§ **Stated problem**: Identify each line in the records below that contains the word "every" and copy those lines.

§ **Records provided**:
'''

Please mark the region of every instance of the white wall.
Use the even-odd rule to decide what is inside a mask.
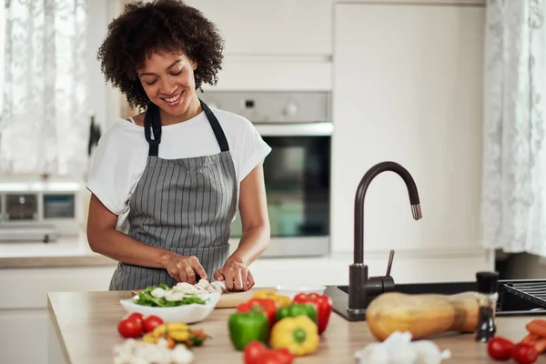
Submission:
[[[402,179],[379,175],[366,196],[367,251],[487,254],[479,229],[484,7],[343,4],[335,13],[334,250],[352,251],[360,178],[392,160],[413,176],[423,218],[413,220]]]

'''
'''

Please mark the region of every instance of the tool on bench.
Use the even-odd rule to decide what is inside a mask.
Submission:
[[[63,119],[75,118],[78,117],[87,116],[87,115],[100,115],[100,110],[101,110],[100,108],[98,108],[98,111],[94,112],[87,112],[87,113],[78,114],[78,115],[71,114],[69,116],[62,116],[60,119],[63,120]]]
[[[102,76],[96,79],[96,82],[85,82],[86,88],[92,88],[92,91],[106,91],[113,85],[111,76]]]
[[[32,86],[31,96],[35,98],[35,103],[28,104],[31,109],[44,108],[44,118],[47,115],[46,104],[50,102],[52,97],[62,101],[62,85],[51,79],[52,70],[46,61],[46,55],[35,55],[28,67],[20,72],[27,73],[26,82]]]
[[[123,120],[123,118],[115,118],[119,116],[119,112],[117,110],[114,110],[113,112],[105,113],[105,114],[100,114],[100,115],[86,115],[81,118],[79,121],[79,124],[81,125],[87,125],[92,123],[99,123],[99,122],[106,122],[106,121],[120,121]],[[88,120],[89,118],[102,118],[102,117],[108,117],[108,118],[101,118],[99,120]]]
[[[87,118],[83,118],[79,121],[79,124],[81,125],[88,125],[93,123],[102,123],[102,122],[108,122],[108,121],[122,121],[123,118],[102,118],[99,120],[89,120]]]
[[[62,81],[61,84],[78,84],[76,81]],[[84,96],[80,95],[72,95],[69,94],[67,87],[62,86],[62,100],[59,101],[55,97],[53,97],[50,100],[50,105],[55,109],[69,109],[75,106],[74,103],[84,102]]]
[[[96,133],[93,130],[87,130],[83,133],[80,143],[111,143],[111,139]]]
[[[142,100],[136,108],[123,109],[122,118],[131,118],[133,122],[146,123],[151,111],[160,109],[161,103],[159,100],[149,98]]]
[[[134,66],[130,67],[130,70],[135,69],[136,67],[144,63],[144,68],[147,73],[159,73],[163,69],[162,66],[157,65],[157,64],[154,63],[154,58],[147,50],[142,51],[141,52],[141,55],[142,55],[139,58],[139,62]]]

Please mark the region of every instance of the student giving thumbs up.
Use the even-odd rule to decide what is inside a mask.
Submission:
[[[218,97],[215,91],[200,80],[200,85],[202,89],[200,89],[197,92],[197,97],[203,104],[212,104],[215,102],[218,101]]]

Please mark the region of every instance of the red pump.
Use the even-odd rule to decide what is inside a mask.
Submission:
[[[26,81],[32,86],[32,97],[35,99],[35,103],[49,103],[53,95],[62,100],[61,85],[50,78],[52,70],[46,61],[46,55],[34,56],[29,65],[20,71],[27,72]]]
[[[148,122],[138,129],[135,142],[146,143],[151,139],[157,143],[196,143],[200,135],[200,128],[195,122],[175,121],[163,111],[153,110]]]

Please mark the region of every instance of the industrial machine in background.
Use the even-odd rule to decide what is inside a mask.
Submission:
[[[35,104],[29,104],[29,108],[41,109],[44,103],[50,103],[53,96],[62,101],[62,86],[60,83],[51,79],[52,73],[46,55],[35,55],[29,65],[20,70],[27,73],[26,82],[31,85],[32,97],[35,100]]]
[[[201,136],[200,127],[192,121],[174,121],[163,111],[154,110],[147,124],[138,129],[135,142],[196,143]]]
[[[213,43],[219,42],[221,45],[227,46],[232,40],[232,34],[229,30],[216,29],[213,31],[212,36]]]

'''
'''

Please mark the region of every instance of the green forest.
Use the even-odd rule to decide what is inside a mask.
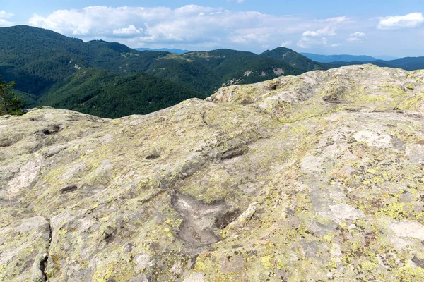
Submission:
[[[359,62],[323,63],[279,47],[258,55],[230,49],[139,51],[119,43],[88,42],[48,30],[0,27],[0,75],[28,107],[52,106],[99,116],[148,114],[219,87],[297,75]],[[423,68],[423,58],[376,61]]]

'''

§ **Response**:
Please mark the region of every instance of the white wall.
Please mark the region of every instance of the tool on bench.
Please mark the region of every instance of the student giving thumbs up.
Please mark the region of every instance of the red pump.
Please mark the region of every instance of the industrial machine in background.
Please mark the region of every instance of the green forest.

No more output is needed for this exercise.